Цель упражнения:
Перепишите фрагмент отрывка о Боратынском между словами «От всей души» и «рассудок я желал.» включительно, подставив «очи» вместо «взоры».

Извлечённый текст:
---------------
От всей души я вас люблю,
Хотя и реже, чем другие,
И неискусней вас хвалю…
Иной порою, знаю сам,
Я вас браню по пустякам.
Простите мне мои укоры:
Не ум один дивится вам,
Опасны сердцу ваши взоры:
Они лукавы, я слыхал,
И, все предвидя осторожно,
От власти их, когда возможно,
Спасти рассудок я желал.
Я в нем теперь едва ли волен,
И часто, пасмурный душой,
За то я вами недоволен,
Что недоволен сам собой[159].
Шестнадцатого января, как сказано, он присутствует на заседании «соревнователей». Далее имя его из протоколов исчезает. Он не появляется ни на одном заседании, вплоть до середины апреля.
Он болен.
Сохранилась его записка, без даты, обращенная к Гнедичу: «Почтеннейший Николай Иванович, больной Боратынский довольно еще здоров душою, чтоб ему глубоко быть тронутым вашей дружбою. Он благодарит вас за одну из приятнейших минут его жизни, за одну из тех минут, которые действуют на сердце, как кометы на землю, каким-то электрическим воскресением обновляя его от времени до времени.
---------------
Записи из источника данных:
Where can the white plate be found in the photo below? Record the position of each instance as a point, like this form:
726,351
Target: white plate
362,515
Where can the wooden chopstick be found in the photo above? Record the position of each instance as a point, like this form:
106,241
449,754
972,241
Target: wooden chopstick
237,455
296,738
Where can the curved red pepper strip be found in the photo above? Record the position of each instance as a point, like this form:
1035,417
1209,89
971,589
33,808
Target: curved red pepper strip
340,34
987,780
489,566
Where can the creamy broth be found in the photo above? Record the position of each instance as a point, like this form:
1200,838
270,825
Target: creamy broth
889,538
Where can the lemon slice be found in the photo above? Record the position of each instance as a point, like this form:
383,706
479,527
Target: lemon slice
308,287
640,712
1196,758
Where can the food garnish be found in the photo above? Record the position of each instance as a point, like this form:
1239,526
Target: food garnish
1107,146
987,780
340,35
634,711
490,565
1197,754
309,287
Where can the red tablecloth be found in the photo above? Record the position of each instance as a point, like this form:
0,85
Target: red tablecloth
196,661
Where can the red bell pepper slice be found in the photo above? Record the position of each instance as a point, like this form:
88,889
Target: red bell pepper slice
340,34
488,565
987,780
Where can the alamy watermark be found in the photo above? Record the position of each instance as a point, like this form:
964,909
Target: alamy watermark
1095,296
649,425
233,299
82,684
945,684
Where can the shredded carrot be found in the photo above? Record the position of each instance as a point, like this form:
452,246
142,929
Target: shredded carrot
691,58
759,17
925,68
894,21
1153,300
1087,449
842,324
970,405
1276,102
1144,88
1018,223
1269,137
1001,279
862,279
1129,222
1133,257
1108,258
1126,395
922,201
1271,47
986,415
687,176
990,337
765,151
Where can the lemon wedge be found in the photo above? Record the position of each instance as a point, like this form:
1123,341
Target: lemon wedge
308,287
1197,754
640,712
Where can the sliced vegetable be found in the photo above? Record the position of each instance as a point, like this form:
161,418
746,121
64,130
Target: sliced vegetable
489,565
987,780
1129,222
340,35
---------------
Решение задачи:
От всей души я вас люблю,
Хотя и реже, чем другие,
И неискусней вас хвалю…
Иной порою, знаю сам,
Я вас браню по пустякам.
Простите мне мои укоры:
Не ум один дивится вам,
Опасны сердцу ваши очи:
Они лукавы, я слыхал,
И, все предвидя осторожно,
От власти их, когда возможно,
Спасти рассудок я желал.